This is how the history and the ancestry are so deeply intertwingled. We can, at any time, given all the starting-point names (branches, tags, and any other names), find all the commits in the repository through these linkages. Drawing the linkages produces the commit graph.

The git log command does not necessarily, always, show you commits in the order they occur in this graph. For instance and in particular, if git log has, in its "commits to show" queue, two or more commits, it must pick one to show first. The one it picks is based on the sorting criteria you specify on the git log command line. If it has only one commit to show, though, it shows that one. Having shown that one commit, git log normally adds that commit's parents (all of them) to the queue, unless they have already been shown.

The default for git log is to show you the HEAD commit, by putting that (single) commit into the queue. There's now just one commit in the queue, so Git removes it and shows it. If that's an ordinary, single-parent commit, you will see it, and then git log will put its (single) parent into the now-empty queue. Git will then show you the parent: you will see commits in their graph order, regardless of any commit time-stamps.

Since merge commits have, by definition, at least two parents, the act of showing a merge commit normally drops two as-yet-unseen commits into the queue of commits to show. It's at this point that time-stamps may (and by default, do) enter the picture. If you don't specify any particular sorting criterion, the one Git uses by default is: show the commit with a higher commit time-stamp first. So now chronology—with the meaning time stamps stored in commits, which may have nothing to do with when the commits were actually made—have some effect.

(Note that you can adjust one or both time stamps on any new commit at the time you make it by changing your computer's clock, or more easily and reproducibly, by setting GIT_AUTHOR_DATE and/or GIT_COMMITTER_DATE environment variables when running git commit. Some commands, including git commit itself, also take --author-date flags and the like.)

On to the rest of the issue

As several people have told you, you can't get what you want, in Git.

EXTRACTED DATA »

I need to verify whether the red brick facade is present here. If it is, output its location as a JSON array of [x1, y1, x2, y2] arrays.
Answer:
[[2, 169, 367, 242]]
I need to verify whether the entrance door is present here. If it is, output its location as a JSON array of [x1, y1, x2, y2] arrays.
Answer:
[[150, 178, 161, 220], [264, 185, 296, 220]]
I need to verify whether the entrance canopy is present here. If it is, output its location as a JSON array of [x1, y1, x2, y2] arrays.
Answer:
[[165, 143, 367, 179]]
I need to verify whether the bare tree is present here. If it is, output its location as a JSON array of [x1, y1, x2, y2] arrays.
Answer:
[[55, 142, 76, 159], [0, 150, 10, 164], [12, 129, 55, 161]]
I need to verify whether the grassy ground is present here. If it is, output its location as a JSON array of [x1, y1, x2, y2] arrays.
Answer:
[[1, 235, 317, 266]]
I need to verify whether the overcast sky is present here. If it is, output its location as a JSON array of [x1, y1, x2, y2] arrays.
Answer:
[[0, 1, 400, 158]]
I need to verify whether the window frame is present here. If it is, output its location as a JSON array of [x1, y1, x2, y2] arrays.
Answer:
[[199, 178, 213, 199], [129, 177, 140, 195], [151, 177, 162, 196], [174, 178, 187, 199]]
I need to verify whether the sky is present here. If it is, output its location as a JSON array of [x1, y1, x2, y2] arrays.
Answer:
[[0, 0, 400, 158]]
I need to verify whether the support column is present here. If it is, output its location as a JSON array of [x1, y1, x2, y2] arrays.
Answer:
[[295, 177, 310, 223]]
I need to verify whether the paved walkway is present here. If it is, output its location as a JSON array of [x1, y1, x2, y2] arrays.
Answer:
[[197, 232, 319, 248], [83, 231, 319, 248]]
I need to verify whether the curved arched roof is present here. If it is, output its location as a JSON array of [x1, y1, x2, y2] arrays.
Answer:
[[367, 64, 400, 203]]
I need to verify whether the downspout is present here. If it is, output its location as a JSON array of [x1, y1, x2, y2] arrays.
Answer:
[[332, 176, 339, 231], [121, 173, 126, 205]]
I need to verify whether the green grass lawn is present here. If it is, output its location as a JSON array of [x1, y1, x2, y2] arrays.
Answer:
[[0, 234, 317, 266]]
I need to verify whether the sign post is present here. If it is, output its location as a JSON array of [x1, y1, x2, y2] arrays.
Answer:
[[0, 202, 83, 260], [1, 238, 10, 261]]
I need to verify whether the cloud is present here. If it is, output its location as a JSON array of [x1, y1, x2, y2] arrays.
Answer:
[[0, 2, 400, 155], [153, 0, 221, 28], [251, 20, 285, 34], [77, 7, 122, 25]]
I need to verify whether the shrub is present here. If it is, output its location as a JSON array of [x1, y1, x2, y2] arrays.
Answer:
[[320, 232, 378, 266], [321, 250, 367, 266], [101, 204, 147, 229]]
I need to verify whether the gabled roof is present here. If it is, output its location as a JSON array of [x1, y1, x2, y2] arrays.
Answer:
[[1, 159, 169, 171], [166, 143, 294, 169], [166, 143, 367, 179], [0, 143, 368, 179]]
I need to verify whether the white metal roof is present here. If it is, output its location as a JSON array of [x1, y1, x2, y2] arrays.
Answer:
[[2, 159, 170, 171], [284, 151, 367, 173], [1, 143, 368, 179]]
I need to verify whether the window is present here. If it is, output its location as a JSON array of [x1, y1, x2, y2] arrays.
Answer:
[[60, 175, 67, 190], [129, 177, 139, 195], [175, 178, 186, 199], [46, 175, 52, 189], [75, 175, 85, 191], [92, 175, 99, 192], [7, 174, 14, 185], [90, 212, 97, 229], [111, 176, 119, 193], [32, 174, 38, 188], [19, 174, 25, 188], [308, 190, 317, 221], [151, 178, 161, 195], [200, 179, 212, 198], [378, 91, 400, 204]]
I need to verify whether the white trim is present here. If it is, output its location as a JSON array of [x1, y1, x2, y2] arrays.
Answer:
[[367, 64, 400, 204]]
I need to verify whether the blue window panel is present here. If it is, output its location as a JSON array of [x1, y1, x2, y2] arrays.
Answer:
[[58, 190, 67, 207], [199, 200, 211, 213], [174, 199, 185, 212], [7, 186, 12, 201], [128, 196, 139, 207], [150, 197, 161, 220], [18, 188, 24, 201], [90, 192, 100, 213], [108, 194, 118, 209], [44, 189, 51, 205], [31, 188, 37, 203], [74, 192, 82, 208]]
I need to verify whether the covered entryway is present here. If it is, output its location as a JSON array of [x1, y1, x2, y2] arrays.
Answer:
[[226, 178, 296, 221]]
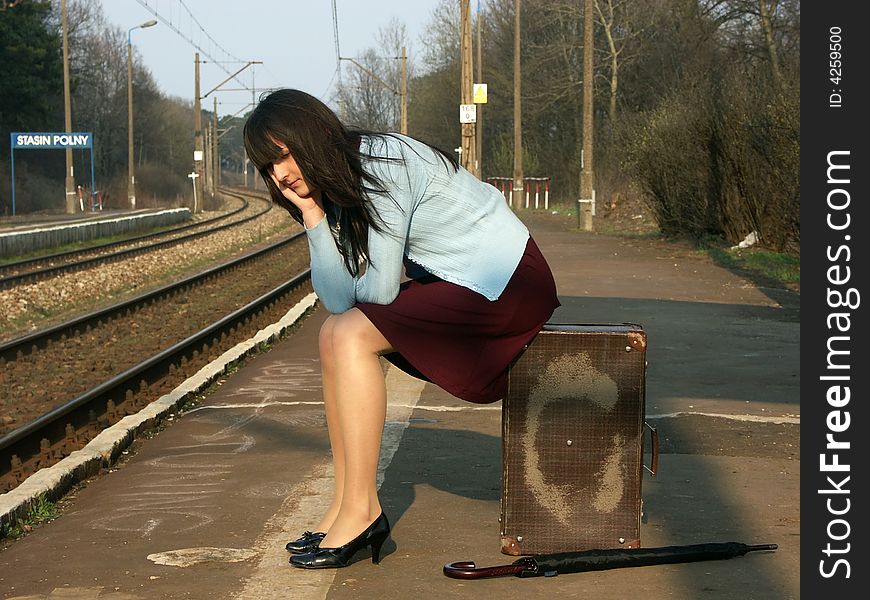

EXERCISE DETAILS » Rewrite the part of the passage on git log ordering that opens with the words containing "This is how" and closes with "the commit graph.", substituting "links" for "linkages". This data comes from a separate source.

WRITTEN ANSWER »
This is how the history and the ancestry are so deeply intertwingled. We can, at any time, given all the starting-point names (branches, tags, and any other names), find all the commits in the repository through these links. Drawing the links produces the commit graph.